+++ Passage shown

Reset state before each Spring scheduled (#Scheduled) run

I have a Spring Boot Batch application that needs to run daily. It reads a daily file, does some processing on its data, and writes the processed data to a database. Along the way, the application holds some state such as the file to be read (stored in the FlatFileItemReader and JobParameters), the current date and time of the run, some file data for comparison between read items, etc.
One option for scheduling is to use Spring's #Scheduled such as:
#Scheduled(cron = "${schedule}")
public void runJob() throws Exception {
jobRunner.runJob(); //runs the batch job by calling jobLauncher.run(job, jobParameters);
}
The problem here is that the state is maintained between runs. So, I have to update the file to be read, the current date and time of the run, clear the cached file data, etc.
Another option is to run the application via a unix cron job. This will obviously meet the need to clear state between runs but I prefer to tie the job scheduling to the application instead of the OS (and prefer it to OS agnostic). Can the application state be reset between #Scheduled runs?
You could always move the code that performs your task (and more importantly, keeps your state) into a prototype-scoped bean. Then you can retrieve a fresh instance of that bean from the application context every time your scheduled method is run.

++++++

* **Direction a**
List each line of the records below that contains the word "green", treating uppercase and lowercase as different.

+++ Records

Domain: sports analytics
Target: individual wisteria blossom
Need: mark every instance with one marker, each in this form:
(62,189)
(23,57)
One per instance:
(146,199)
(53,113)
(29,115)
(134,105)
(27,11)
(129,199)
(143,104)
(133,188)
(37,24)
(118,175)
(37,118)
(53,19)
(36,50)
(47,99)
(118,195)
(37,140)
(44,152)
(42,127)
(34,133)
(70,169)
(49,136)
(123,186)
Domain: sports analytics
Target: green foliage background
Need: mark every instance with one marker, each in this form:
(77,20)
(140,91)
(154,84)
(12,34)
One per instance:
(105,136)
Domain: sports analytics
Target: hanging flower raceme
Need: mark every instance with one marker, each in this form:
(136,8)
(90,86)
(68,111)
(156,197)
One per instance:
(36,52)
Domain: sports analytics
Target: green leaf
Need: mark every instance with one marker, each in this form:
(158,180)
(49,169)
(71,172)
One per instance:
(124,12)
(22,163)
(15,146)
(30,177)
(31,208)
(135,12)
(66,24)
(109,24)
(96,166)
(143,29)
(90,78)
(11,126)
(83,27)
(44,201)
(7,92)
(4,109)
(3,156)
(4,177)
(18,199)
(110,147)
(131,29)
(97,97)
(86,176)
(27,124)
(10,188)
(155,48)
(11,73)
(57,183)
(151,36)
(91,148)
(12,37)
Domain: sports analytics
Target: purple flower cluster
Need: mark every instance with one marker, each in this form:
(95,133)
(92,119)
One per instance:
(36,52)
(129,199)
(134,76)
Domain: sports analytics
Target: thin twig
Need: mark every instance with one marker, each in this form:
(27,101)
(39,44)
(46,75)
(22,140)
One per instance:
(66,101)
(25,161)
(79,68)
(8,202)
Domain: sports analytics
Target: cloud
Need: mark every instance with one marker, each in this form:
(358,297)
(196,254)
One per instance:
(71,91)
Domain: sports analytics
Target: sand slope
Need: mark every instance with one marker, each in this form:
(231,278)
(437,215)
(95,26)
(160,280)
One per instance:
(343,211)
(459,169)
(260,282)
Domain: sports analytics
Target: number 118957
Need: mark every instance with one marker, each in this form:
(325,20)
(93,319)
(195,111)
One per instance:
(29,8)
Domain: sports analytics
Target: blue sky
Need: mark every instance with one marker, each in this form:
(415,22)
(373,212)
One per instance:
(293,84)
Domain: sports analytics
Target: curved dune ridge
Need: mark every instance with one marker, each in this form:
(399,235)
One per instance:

++++++

* **Direction b**
In the thread about Spring scheduled runs, what scope does the reply recommend for the bean that holds the task code and its state?

* **Right answer a**
Target: green foliage background
Target: green leaf

* **Right answer b**
Prototype scope.